Reproduce the entries that follow exactly, dropping each image.

Input material:
——————
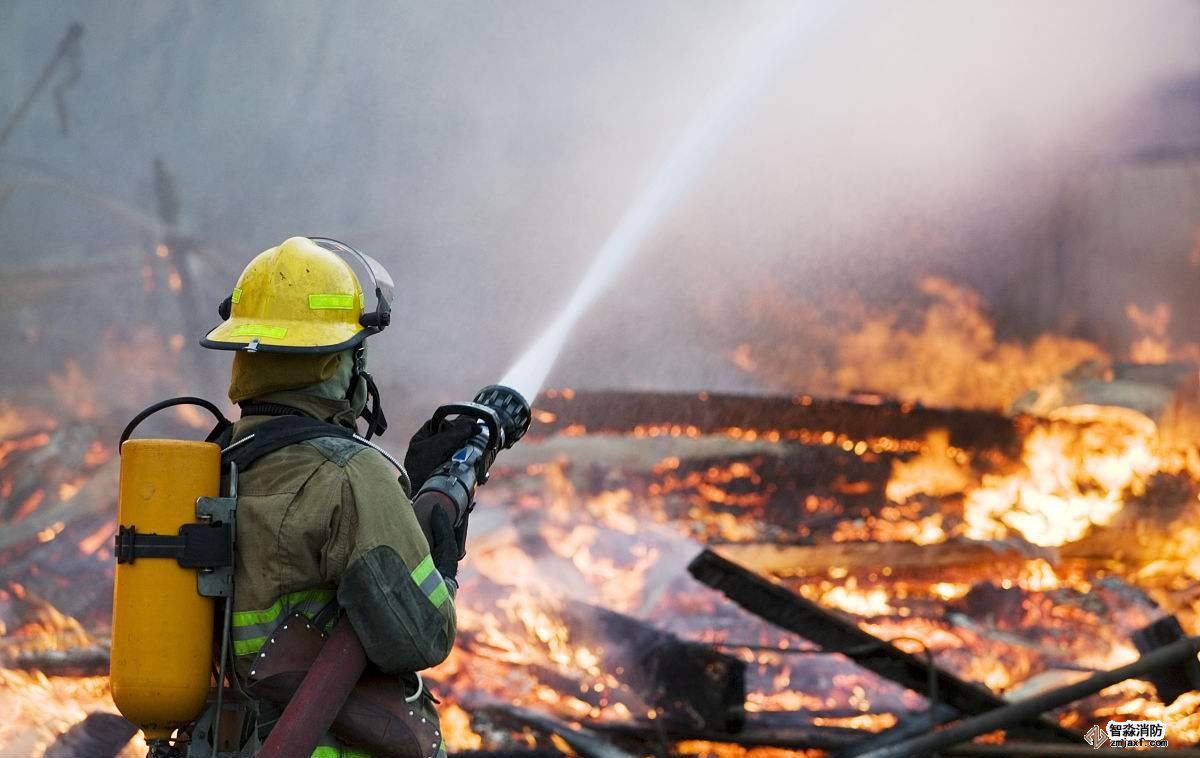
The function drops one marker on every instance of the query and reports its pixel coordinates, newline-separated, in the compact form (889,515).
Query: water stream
(667,187)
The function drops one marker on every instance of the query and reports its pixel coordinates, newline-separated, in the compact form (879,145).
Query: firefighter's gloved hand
(439,533)
(427,450)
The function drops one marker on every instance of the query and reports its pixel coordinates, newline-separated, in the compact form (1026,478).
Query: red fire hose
(321,696)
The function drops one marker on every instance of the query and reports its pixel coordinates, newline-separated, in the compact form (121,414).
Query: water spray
(669,186)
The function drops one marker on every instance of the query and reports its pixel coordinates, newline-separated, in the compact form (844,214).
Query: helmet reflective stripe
(339,302)
(251,629)
(299,296)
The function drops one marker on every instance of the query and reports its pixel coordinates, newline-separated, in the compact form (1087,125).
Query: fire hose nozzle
(503,416)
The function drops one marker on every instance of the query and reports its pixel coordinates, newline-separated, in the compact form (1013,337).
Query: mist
(484,152)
——————
Written reply:
The function drops one marker on every instance of the query and reports its pixel coordinates, newline-separated, in the compact form (889,515).
Query: water stream
(667,187)
The function drops one marker on every instance of the query and reports its pixel coordinates, newline-separated, in the compact form (879,145).
Query: firefighter's gloved hand
(439,533)
(427,450)
The function drops one marker on every instance of the query and reports its pixel coordinates, newline-separated, in the compact form (1026,478).
Query: red fire hose
(321,696)
The function drops one marker on every instance of the query and reports its pixel coordinates, newline-separated, in the compact form (121,414).
Query: water spray
(669,186)
The function drops one marker on every instance of the query and reports its pixel coordinates, newline-separated, in the compact form (844,214).
Query: helmet reflective stripe
(339,302)
(251,629)
(299,296)
The function drops one marker on every instance of the query and reports its pixel coordinates, newline-separated, in the compact form (1087,125).
Query: fire hose nozzle
(503,416)
The function drops one marker on every instance of the query and reports its pixel coordinates, newline-separated, in the compact form (1013,337).
Query: mist
(484,152)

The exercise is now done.